# [Source data]
= = = =

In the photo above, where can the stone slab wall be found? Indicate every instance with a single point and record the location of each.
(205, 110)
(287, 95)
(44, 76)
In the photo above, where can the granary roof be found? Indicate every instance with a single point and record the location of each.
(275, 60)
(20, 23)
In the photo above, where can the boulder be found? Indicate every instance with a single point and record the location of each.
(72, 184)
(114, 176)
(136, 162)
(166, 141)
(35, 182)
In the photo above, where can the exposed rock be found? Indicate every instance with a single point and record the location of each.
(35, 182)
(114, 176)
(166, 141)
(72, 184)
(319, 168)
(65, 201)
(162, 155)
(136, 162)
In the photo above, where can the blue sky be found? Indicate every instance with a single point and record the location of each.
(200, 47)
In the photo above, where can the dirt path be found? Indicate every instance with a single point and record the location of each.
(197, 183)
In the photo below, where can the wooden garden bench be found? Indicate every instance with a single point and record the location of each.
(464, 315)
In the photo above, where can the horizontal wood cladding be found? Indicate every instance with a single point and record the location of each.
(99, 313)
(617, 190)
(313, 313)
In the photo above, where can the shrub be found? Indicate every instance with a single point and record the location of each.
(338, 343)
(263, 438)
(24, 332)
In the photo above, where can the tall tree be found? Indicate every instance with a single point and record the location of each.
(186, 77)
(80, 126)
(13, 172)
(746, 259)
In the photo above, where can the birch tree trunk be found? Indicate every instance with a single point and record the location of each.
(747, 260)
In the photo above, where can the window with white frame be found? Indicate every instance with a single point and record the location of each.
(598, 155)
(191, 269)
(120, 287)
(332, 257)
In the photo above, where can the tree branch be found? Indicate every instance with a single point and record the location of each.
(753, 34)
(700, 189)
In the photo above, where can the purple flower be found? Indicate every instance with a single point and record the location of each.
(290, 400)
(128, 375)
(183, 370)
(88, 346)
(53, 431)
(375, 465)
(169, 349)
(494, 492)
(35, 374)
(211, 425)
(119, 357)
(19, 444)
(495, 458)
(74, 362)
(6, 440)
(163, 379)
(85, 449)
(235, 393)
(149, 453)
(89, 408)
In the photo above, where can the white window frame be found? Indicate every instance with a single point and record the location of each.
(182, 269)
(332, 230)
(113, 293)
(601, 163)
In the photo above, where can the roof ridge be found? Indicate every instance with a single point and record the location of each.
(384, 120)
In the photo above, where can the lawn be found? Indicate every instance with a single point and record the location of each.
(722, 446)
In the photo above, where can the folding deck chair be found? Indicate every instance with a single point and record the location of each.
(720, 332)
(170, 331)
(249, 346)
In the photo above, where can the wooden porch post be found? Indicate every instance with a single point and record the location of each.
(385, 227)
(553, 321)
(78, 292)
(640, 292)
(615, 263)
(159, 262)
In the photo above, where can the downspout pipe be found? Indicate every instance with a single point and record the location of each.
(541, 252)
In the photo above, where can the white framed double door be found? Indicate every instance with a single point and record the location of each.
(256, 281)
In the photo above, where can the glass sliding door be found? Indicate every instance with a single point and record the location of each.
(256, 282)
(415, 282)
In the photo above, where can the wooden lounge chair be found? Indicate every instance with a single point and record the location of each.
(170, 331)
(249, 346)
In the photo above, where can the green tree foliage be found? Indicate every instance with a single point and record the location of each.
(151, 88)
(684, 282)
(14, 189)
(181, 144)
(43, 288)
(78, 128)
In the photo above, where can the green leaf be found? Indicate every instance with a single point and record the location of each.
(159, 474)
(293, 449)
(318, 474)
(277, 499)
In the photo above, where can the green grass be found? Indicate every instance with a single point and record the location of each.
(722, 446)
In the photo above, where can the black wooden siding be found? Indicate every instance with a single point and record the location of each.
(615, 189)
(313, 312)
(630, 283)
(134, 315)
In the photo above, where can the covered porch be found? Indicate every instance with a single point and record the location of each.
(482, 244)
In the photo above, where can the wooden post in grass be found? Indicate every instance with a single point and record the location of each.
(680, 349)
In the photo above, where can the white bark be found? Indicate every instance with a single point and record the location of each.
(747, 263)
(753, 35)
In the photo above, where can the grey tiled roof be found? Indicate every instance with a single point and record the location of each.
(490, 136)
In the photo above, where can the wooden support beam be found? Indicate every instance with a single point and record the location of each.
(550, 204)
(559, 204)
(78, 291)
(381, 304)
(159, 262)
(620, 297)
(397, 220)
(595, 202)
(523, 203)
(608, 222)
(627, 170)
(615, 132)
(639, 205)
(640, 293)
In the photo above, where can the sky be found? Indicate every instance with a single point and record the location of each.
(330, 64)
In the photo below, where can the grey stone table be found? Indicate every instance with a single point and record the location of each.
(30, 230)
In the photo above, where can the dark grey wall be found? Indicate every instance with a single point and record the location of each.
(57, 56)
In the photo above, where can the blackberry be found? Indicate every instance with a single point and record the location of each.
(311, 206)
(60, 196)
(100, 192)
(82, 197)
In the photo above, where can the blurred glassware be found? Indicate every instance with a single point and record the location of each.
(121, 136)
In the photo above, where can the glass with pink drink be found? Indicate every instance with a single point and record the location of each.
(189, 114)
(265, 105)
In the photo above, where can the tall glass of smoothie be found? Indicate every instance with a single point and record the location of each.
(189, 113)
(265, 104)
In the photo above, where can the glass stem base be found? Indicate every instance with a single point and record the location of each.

= = = =

# [DIRECTIVE]
Transcribe the entire listing above precisely.

# [WORKED ANSWER]
In the photo above, where can the stone slab wall be found? Indicate every instance with a single point and record the location of each.
(205, 110)
(287, 95)
(44, 76)
In the photo above, where can the granary roof be found? Indicate every instance with a single point and record the location of each.
(275, 60)
(20, 23)
In the photo above, where can the boulder be found? Indicate every instance with a single point and record the location of each.
(72, 184)
(114, 176)
(136, 162)
(166, 141)
(35, 182)
In the photo above, where can the exposed rock be found? Indicate every instance with a single point and record the location of each.
(35, 182)
(114, 176)
(166, 141)
(72, 184)
(319, 168)
(65, 201)
(162, 155)
(136, 162)
In the photo above, where can the blue sky be found? Indicate every instance with a single point and record the location of each.
(200, 47)
In the photo above, where can the dirt path be found? Indicate every instance with a single point and record the location of each.
(197, 183)
In the photo below, where can the wooden garden bench be found? Indicate every instance with a single point and record the location of each.
(464, 315)
In the photo above, where can the horizontal wood cladding be found? Indicate every instance with a single point and record the location of each.
(99, 313)
(617, 190)
(313, 313)
In the photo above, where can the shrub be found? Indicate every instance with a single point and record the location of each.
(338, 343)
(263, 438)
(24, 332)
In the photo above, where can the tall tree be found? Indicate every instance with a single point and record the location of each.
(186, 77)
(80, 126)
(13, 172)
(746, 259)
In the photo above, where can the birch tree trunk be found? Indicate every instance with a single point and record the location of each.
(747, 260)
In the photo above, where can the window with white frame be found? Indicate every instance with a single point and record the location of each.
(598, 155)
(191, 269)
(120, 287)
(332, 257)
In the photo above, where can the tree branch be found? Indicate every instance with a single point and record the location of each.
(753, 34)
(700, 189)
In the photo above, where can the purple flower be found? Indicate every instance with a single point and record the location of each.
(290, 400)
(128, 375)
(183, 370)
(88, 346)
(53, 431)
(375, 465)
(169, 349)
(494, 492)
(35, 374)
(211, 425)
(119, 357)
(19, 444)
(495, 458)
(74, 362)
(6, 440)
(163, 379)
(85, 449)
(235, 393)
(149, 453)
(89, 408)
In the photo above, where can the white window frame be found? Indicate every instance with a single point and record the location of each.
(182, 269)
(332, 230)
(113, 293)
(601, 163)
In the photo above, where can the roof ridge be found? Indicate every instance with a single point and record the location of each.
(384, 120)
In the photo above, where can the lawn be found? Indicate every instance with a single point and record the location of each.
(722, 446)
In the photo above, where can the folding deck chair be found? Indicate every instance with a single point and record the location of each.
(720, 332)
(170, 331)
(249, 346)
In the photo above, where can the wooden porch post be found? Indicate every instance with a single point and record the location of each.
(385, 227)
(553, 321)
(78, 292)
(640, 292)
(615, 263)
(159, 262)
In the photo above, where can the downspout pipe be found? Indicate every instance with a single point and record the location of each.
(541, 252)
In the photo above, where can the white framed double door be found? Indicate every instance with a single point and record the location of each.
(256, 281)
In the photo above, where can the glass sliding door be found? Indicate every instance with a single point and record the location of each.
(256, 282)
(415, 282)
In the photo above, where can the wooden lounge chair be found? Indicate every instance with a single point and record the location of each.
(170, 331)
(249, 346)
In the photo above, where can the green tree foliage be found? Indicate every instance with a single point and record the location of each.
(151, 88)
(684, 282)
(14, 189)
(181, 144)
(43, 288)
(78, 128)
In the photo above, where can the green leaf be found? Indicate every instance with a single point and record the location of each.
(159, 474)
(293, 449)
(318, 474)
(277, 499)
In the photo above, where can the green grass be found? Indicate every instance with a single point and record the location of each.
(722, 446)
In the photo above, where can the black wooden siding be found? Indicate every instance with a single point and record the location of each.
(615, 189)
(313, 312)
(630, 283)
(134, 315)
In the photo above, where can the covered porch be found? Indicate every instance with a single point and record the location of each.
(482, 244)
In the photo above, where can the wooden post in grass be found? Indicate every instance with a single point and record the location of each.
(680, 349)
In the photo above, where can the white bark be found? Indicate every instance with a single point and record the location of each.
(747, 263)
(753, 35)
In the photo above, where can the grey tiled roof be found? Indicate every instance with a single point and record the location of each.
(490, 136)
In the photo above, where can the wooden support beam be found? Indicate every instance with a single point and record the location of each.
(550, 204)
(559, 204)
(78, 291)
(381, 304)
(159, 262)
(620, 297)
(397, 220)
(595, 202)
(523, 203)
(608, 222)
(627, 170)
(615, 132)
(639, 205)
(640, 293)
In the photo above, where can the sky be found? Indicate every instance with a single point and record the location of each.
(330, 64)
In the photo below, where can the grey stone table be found? Indicate every instance with a single point and record the location of each.
(30, 230)
In the photo above, where can the dark grey wall be found? Indicate every instance with a single point and record the location of each.
(57, 56)
In the photo above, where can the blackberry be found? Indicate every instance with a single point and record the location of each.
(311, 206)
(60, 196)
(100, 192)
(82, 197)
In the photo above, where can the blurred glassware be found? Indicate every instance with a single point and record the location of each.
(121, 136)
In the photo above, where can the glass with pink drink be found? Indicate every instance with a single point and record the location of each.
(189, 114)
(265, 105)
In the photo above, where can the tall glass of smoothie be found? Indicate every instance with a single point and record the location of each.
(189, 113)
(265, 104)
In the photo above, where can the glass stem base be found? Indicate every instance with a single point and record the location of each.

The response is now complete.